# Short problem A:
Print the rows below exactly as they stand, from the start of the rows up to and including the line that contains "M0 25L88 28L102".

# Start of Document text

Exploratory Analysis

  • Often the relationship between data at different points or the change over time that is most informative about how our data behaves

Assumptions of time series

  • stationarity
  • Normal distribution of input variables - Boxcox transformation

Stationarity, self-correlation and spurious correlations

  • Does the time series reflect a system that is “stable” or one that is constantly changing
  • Once we have assessed stability (i.e stationarity), we try to determine whether there are internal dynamics in that series i.e self-correlations
  • when we think we have found certain behavioral dynamics within the system, we need to make sure we are not identifying relationships based on dynamics that do not in any way imply the causal relationships we wish to discover; hence, we must look for spurious correlations.

# End of Document text

# Short problem B:
Answer these questions from the time series notes above, one answer per line:
(i) Which transformation is paired with normal distribution of input variables?
(ii) Once stationarity has been assessed, what do we try to determine?
(iii) What must we look for to avoid identifying relationships that do not imply causal relationships?

# Start of Data for the task

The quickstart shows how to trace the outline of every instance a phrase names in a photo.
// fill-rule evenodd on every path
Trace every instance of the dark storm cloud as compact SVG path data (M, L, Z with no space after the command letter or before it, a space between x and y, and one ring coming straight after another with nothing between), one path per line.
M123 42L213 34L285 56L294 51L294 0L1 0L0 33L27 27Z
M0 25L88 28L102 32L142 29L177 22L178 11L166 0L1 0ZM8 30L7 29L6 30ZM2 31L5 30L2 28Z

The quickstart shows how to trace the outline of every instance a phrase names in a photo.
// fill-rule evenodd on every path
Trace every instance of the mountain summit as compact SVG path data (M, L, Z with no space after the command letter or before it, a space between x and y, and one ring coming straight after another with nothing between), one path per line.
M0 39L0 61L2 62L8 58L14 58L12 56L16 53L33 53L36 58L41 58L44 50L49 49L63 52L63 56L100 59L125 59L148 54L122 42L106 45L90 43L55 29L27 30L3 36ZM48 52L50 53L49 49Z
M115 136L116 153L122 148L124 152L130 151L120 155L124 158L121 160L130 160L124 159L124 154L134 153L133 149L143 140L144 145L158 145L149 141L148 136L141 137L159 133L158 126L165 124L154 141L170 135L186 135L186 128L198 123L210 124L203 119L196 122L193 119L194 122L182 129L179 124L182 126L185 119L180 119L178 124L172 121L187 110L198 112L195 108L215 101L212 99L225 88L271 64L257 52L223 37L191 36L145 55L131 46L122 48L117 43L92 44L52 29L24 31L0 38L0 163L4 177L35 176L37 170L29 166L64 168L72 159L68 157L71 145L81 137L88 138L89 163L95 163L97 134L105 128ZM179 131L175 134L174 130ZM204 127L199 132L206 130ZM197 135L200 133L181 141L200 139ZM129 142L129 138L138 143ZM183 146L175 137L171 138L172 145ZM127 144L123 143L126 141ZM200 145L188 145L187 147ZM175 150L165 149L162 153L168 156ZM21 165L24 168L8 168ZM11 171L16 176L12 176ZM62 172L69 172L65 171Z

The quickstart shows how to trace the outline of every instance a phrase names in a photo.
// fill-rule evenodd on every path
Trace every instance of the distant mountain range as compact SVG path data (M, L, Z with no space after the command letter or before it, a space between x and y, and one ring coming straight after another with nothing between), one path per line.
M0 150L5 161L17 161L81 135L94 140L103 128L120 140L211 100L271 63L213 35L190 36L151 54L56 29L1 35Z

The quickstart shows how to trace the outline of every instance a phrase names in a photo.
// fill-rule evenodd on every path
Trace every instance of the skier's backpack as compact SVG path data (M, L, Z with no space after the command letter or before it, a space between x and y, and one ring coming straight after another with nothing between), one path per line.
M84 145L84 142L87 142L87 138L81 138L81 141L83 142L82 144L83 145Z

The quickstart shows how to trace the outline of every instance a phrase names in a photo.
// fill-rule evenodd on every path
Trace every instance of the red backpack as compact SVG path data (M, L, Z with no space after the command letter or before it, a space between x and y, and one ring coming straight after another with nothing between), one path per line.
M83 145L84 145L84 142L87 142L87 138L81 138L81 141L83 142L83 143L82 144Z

# End of Data for the task

# Exercise answer A:
The quickstart shows how to trace the outline of every instance a phrase names in a photo.
// fill-rule evenodd on every path
Trace every instance of the dark storm cloud as compact SVG path data (M, L, Z with no space after the command letter or before it, a space between x and y, and one ring coming straight after another with nothing between), one path per line.
M123 42L213 34L285 56L294 51L294 0L1 0L0 33L27 27Z
M0 25L88 28L102 32L142 29L177 22L178 11L166 0L1 0ZM8 30L7 29L6 30ZM2 31L5 30L2 28Z

# Exercise answer B:
(i) The Boxcox transformation.
(ii) Whether there are internal dynamics in the series, i.e., self-correlations.
(iii) Spurious correlations.